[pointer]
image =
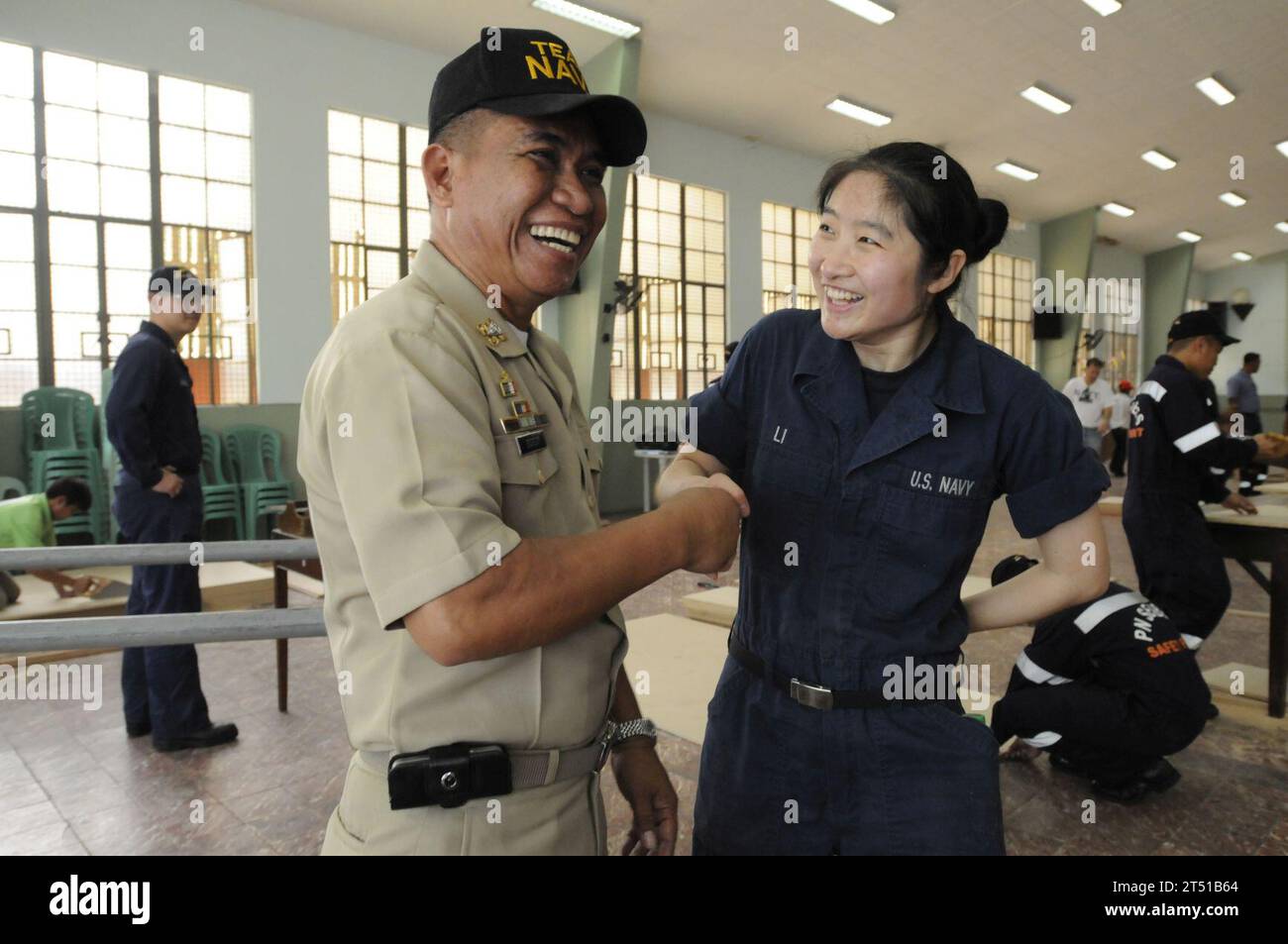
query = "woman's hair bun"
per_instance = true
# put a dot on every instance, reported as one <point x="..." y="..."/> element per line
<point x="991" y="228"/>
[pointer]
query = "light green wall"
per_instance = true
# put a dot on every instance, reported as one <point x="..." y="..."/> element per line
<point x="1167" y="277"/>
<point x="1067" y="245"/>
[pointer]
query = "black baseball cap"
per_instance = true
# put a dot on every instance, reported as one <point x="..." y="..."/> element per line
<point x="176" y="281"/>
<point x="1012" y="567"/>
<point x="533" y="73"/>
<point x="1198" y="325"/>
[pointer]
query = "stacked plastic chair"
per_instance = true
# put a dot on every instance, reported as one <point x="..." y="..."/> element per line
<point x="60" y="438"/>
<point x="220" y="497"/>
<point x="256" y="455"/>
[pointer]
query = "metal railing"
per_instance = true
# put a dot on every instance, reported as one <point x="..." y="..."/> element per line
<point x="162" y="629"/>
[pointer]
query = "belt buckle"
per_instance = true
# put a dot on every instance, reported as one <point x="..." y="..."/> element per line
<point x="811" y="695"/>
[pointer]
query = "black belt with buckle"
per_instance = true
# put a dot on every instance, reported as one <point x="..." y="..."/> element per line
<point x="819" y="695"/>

══════════

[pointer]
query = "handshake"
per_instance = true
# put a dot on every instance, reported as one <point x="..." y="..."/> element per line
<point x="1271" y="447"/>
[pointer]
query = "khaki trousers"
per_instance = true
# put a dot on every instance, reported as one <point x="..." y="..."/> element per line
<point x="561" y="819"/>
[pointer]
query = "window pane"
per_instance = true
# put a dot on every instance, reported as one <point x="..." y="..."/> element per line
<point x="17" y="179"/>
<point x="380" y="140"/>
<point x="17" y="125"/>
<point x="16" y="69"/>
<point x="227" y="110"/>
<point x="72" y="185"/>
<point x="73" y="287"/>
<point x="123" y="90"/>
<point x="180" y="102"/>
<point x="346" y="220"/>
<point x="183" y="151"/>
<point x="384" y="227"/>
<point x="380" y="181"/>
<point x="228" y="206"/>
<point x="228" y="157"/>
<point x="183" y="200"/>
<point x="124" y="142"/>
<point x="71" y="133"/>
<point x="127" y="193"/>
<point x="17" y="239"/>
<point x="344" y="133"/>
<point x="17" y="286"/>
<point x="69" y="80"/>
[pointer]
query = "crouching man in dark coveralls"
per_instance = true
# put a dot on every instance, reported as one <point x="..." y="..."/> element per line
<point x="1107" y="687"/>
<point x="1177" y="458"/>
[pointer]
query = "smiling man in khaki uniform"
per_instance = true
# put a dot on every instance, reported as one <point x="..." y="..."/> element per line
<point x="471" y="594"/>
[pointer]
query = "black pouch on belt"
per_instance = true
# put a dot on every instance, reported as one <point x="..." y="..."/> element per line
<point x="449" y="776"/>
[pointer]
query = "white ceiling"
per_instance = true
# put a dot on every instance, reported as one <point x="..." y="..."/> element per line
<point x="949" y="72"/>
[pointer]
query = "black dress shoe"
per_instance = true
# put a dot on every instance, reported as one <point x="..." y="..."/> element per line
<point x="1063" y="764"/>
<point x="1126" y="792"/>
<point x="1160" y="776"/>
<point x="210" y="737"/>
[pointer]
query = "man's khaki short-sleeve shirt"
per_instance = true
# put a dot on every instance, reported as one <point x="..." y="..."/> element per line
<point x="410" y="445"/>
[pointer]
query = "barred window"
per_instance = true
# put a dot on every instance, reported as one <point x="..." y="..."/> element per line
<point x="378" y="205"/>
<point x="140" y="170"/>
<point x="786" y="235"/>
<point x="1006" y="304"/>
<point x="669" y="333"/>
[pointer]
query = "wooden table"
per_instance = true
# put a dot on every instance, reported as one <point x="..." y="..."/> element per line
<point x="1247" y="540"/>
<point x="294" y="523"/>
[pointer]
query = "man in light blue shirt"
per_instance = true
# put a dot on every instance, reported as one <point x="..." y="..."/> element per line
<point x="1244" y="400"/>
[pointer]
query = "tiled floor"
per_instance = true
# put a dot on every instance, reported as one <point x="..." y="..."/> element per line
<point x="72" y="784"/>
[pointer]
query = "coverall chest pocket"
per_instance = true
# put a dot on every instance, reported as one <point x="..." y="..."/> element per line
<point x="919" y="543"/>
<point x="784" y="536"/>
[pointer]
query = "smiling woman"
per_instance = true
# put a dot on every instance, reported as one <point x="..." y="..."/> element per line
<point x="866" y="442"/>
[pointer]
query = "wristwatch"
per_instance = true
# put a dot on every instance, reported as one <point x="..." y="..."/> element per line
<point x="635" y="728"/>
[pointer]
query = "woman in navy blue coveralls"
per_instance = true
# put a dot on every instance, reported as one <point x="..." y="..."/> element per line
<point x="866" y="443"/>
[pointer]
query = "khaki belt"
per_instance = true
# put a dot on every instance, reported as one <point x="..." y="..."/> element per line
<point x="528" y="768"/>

══════════

Work to be completed: Only the lines that hold the word "window" are wanted; each should be pulled from the records.

Your solution:
query = "window pane"
query = "barred window"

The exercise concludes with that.